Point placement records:
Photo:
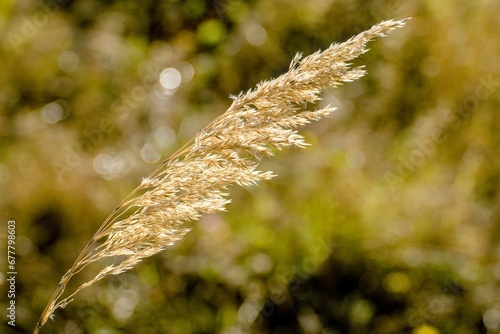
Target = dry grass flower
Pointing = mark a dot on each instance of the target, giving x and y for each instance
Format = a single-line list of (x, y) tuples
[(193, 181)]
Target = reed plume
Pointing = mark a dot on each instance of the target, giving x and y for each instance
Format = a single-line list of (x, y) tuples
[(194, 180)]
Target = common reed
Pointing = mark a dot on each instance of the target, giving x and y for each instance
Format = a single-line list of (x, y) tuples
[(193, 181)]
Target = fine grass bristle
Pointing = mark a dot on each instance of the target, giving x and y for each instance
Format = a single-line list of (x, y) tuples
[(194, 180)]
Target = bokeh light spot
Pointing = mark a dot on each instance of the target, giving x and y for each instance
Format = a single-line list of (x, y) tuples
[(397, 282), (256, 35), (170, 78), (52, 113), (150, 153)]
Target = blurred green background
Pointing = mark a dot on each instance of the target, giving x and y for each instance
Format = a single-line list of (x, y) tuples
[(387, 223)]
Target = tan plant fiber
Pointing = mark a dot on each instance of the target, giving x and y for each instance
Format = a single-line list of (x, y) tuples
[(193, 181)]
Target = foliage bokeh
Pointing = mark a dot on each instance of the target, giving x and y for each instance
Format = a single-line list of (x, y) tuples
[(387, 223)]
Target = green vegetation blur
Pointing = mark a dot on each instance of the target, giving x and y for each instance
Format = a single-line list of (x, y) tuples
[(387, 223)]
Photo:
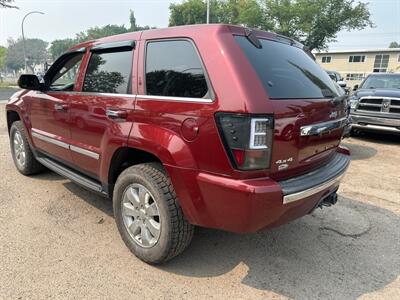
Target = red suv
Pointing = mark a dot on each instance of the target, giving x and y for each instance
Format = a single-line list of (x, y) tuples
[(210, 125)]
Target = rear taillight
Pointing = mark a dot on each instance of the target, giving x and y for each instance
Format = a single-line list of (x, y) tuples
[(247, 139)]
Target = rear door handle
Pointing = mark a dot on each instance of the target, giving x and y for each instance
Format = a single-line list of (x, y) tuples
[(61, 107), (116, 114)]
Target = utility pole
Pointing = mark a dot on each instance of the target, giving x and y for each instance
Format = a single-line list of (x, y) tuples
[(208, 11), (23, 35)]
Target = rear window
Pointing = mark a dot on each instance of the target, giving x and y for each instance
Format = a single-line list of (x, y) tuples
[(287, 72), (109, 72)]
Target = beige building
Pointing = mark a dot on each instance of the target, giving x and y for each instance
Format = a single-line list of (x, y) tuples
[(355, 65)]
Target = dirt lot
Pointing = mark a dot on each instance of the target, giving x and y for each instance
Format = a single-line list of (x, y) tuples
[(59, 241)]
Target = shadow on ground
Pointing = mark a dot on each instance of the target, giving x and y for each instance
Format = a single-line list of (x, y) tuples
[(337, 253), (99, 202)]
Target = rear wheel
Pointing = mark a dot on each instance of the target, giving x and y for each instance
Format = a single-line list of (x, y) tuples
[(22, 154), (148, 214)]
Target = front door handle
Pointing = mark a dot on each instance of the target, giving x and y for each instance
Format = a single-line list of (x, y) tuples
[(61, 107), (116, 114)]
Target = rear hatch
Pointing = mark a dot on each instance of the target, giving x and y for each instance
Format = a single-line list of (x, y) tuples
[(309, 108)]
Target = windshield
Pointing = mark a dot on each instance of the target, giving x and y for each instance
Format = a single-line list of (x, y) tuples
[(287, 72), (381, 82)]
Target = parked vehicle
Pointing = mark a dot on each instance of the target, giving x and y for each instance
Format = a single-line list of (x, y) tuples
[(336, 77), (375, 104), (210, 125)]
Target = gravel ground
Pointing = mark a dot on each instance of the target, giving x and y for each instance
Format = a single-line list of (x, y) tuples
[(59, 241)]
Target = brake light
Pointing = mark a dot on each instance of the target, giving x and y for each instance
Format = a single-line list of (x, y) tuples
[(247, 139)]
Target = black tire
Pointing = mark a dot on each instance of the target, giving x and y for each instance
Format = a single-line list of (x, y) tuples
[(31, 165), (175, 232)]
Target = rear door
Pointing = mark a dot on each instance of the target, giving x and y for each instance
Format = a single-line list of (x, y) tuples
[(309, 109), (49, 110), (102, 112)]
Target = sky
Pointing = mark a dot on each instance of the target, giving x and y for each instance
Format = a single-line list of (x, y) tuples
[(64, 18)]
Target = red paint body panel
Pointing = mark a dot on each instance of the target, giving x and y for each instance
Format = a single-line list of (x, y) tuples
[(212, 193)]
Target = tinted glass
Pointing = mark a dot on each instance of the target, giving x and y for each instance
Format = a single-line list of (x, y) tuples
[(382, 82), (173, 68), (109, 72), (287, 72), (64, 79)]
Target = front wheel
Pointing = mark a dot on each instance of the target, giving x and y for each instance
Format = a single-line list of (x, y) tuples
[(22, 154), (148, 214)]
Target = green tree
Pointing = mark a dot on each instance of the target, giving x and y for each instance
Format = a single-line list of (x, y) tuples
[(3, 55), (133, 24), (316, 22), (313, 22), (35, 53), (7, 4), (188, 12)]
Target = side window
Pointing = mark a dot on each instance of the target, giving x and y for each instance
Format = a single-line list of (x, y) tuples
[(64, 79), (109, 72), (173, 68)]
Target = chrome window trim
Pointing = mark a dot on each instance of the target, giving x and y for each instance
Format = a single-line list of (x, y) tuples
[(319, 128), (149, 97), (64, 145), (311, 191), (171, 98), (94, 94)]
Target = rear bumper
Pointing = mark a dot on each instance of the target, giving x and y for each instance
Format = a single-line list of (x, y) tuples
[(375, 123), (249, 205)]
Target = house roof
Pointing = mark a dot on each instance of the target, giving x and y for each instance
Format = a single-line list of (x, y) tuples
[(359, 51)]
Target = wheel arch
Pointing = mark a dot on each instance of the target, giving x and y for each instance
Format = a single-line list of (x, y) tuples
[(12, 116)]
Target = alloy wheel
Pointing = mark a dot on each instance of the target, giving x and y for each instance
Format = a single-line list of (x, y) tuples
[(141, 215)]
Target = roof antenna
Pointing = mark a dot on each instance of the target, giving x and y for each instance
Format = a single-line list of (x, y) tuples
[(252, 38)]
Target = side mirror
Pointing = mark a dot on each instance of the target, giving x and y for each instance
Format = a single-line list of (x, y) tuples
[(29, 82)]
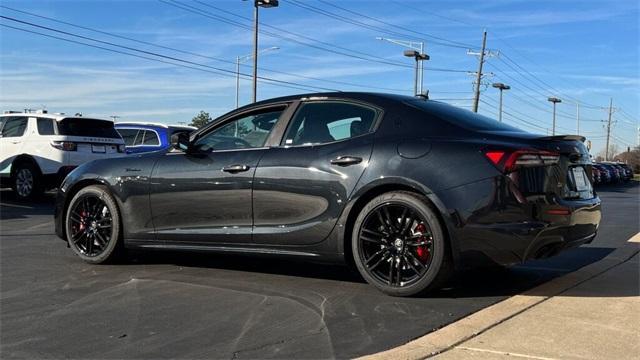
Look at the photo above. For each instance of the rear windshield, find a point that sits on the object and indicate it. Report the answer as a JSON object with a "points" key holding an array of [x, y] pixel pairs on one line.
{"points": [[461, 117], [87, 127]]}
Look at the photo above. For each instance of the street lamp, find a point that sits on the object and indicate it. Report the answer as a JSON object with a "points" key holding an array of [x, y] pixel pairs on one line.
{"points": [[554, 100], [416, 51], [257, 4], [241, 59], [502, 87]]}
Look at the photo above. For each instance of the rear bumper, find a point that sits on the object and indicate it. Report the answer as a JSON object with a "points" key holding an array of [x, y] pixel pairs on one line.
{"points": [[497, 228]]}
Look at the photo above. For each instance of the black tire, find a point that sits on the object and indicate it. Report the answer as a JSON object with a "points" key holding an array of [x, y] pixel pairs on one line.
{"points": [[401, 251], [93, 227], [27, 181]]}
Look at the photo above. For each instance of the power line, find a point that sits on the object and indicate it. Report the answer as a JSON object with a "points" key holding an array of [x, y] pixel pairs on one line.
{"points": [[528, 58], [456, 43], [199, 55], [218, 70], [431, 13], [345, 51]]}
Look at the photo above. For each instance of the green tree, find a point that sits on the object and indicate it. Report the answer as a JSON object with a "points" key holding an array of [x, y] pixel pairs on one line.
{"points": [[201, 119]]}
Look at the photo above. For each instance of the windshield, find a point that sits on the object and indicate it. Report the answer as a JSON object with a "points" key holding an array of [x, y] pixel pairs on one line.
{"points": [[87, 127], [461, 117]]}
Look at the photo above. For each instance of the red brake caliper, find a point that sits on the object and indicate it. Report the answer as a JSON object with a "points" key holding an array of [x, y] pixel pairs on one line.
{"points": [[422, 251], [83, 215]]}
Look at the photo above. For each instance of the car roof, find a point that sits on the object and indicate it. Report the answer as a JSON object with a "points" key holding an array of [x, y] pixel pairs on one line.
{"points": [[353, 95], [53, 116], [151, 124]]}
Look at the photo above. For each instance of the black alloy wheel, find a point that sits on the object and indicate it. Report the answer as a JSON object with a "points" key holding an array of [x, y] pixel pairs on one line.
{"points": [[398, 244], [92, 225]]}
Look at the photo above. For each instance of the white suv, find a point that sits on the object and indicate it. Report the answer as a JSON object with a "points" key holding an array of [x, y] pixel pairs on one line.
{"points": [[37, 150]]}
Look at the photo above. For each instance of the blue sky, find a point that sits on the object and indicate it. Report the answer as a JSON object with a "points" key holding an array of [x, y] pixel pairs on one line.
{"points": [[575, 50]]}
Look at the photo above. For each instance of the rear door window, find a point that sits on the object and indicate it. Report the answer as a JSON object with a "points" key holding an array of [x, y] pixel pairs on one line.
{"points": [[128, 135], [87, 127], [325, 122], [14, 127], [150, 138], [45, 126], [248, 131]]}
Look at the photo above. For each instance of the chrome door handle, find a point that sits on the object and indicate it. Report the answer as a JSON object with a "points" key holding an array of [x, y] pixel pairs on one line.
{"points": [[235, 168], [346, 160]]}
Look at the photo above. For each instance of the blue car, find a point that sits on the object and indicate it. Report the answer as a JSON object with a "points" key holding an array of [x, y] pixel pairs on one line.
{"points": [[147, 137]]}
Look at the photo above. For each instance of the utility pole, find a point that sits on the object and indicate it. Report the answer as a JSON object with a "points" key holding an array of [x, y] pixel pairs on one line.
{"points": [[554, 100], [241, 59], [577, 118], [481, 55], [257, 4], [501, 87], [606, 150], [416, 52], [476, 96]]}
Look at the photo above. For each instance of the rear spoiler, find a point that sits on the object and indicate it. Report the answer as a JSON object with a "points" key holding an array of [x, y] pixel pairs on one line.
{"points": [[564, 137]]}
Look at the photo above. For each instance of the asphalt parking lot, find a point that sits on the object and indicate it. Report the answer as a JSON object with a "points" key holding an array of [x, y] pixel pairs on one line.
{"points": [[182, 305]]}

* [Challenge] Put the lines of the records, from the line containing "Target = parked vehicle" through the line containing "[(212, 193)]", both included, into a JSON list of strings with one string per line and no blank lines.

* [Result of this task]
[
  "Target = parked vehicle",
  "Pointing = mark a dot on each instance of the target, giving x and y for each instance",
  "Format = a single-line list of (x, y) tuples",
  "[(336, 77), (375, 104), (210, 125)]",
  "Target = gravel ground",
  "Pointing = mark a dot on each instance of the target, giving x and y for each instance",
  "Format = a single-line list of (x, y) tuples",
  "[(59, 241)]",
  "Target = brake light",
  "Pointing = mark a dot on each instance of the target, giving x and y for each instance",
  "Format = a single-line list of (x, y) tuples",
  "[(247, 139)]",
  "Target = black tire",
  "Pointing = mark a dot on each instance of the target, giving x and y for each instance",
  "Format = a single-line list of (x, y) tuples",
  "[(31, 165), (175, 232)]",
  "Target = rear door",
  "Pointing = mark a dot on each instance of the target, giving x and y for each instance",
  "Format = a single-line list of (x, y) tuples",
  "[(309, 109), (49, 110), (102, 112)]",
  "Target = sky",
  "Pointing = mark a dot on each instance of the target, giving x and y for each instance",
  "Format = a single-line list of (x, y) tuples",
  "[(64, 18)]",
  "Target = red paint body panel",
  "Pointing = mark a dot on each instance of the target, giving x and y for each instance",
  "Format = a single-line list of (x, y) tuples",
  "[(212, 193)]"
]